-- Stored records --

◇ ◇ ◇

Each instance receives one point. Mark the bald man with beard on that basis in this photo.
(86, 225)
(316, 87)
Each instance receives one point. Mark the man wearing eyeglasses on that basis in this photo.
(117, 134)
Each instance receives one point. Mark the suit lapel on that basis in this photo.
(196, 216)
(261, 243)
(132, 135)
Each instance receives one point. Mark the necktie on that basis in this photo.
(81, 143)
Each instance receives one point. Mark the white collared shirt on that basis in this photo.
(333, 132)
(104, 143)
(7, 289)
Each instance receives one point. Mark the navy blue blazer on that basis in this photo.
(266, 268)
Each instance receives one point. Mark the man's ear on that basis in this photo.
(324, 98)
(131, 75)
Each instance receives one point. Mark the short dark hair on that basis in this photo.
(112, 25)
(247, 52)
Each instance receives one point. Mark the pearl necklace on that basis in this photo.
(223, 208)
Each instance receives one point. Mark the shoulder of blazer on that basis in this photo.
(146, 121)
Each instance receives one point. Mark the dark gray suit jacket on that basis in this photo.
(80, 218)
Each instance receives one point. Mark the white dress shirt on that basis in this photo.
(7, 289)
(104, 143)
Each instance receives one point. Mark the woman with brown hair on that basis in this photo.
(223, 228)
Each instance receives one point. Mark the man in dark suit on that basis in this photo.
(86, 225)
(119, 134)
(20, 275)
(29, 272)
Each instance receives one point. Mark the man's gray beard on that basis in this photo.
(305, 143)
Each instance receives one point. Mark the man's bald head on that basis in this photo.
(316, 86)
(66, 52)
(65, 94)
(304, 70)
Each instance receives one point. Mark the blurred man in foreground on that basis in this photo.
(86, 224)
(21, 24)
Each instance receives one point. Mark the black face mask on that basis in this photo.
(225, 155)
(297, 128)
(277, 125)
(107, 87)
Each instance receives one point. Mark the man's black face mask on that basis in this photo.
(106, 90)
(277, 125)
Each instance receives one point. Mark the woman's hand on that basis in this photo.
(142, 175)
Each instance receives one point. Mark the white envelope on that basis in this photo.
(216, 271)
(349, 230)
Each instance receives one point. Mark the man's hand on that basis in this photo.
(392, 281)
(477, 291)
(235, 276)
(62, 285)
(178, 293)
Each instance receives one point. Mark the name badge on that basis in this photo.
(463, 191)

◇ ◇ ◇

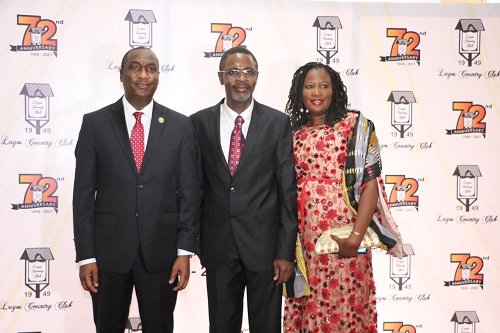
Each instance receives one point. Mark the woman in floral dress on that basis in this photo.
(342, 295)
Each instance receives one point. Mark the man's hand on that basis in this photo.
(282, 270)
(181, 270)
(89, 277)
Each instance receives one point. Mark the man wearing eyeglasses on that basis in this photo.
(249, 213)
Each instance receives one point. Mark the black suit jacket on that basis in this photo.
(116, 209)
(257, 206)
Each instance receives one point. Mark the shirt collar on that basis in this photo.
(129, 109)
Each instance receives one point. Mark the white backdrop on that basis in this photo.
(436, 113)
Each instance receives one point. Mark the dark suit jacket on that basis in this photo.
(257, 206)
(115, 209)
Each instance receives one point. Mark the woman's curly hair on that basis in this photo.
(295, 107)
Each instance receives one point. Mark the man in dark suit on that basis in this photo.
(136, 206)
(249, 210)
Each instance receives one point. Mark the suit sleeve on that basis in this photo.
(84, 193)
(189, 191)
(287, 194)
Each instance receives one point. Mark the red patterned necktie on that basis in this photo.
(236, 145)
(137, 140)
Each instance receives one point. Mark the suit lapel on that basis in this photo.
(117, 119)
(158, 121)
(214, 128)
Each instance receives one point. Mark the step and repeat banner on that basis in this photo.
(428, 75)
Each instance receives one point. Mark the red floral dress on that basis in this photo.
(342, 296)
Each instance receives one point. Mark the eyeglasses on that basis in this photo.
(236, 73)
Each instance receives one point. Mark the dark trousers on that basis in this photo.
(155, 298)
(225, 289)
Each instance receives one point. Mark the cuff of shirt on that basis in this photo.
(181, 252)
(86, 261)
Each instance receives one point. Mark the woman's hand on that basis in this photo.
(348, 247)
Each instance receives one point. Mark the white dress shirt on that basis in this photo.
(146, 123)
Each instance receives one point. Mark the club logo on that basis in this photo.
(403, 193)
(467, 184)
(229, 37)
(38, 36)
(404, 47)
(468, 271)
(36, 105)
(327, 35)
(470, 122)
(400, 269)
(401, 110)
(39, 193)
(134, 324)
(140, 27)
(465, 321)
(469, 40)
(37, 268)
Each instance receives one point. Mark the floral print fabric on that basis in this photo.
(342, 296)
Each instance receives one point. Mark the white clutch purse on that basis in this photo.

◇ ◇ ◇

After locating the line with "Each instance receives one point. Mark the cuff" above, return that line and every later line through the one with "Each instance receives one point. Mark the white clutch", word for word and with nothing else.

-- Reply to the task --
Each instance receives one point. Mark the cuff of shirt on that basis in this photo.
(181, 252)
(86, 261)
Each instance receives one point. Mark the woman's hand on that basis in this photo.
(348, 247)
Each instance receives one point. Mark the white dress shirt on that basis in this photo.
(146, 123)
Each instance receives one point. Mark the club logo on that basis in this photo.
(403, 193)
(467, 184)
(229, 37)
(38, 36)
(404, 47)
(468, 271)
(36, 105)
(327, 35)
(470, 122)
(400, 269)
(401, 110)
(39, 193)
(134, 324)
(140, 27)
(465, 321)
(469, 40)
(37, 268)
Each instance receives one point. Mark the floral print fabric on that basis in this photo.
(342, 296)
Each instance receives one point. Mark the white clutch purse on that basis in this photo.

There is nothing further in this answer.